> _AIM OF THE TASK_:
Print each entry word for word.

Referring expression pointing data
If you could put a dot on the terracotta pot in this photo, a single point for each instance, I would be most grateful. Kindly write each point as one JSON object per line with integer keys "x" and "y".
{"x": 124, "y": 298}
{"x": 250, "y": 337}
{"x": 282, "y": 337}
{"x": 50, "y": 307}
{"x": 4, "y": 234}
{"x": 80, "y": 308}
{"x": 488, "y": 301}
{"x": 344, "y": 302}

> _FINISHED TASK_:
If you could put a dot on the terracotta pot in this photo, a single point for each instance, I would be most grateful. Kindly write each point as one JSON object per line with integer keys "x" and "y".
{"x": 124, "y": 298}
{"x": 250, "y": 337}
{"x": 282, "y": 337}
{"x": 50, "y": 307}
{"x": 4, "y": 234}
{"x": 80, "y": 308}
{"x": 488, "y": 301}
{"x": 344, "y": 302}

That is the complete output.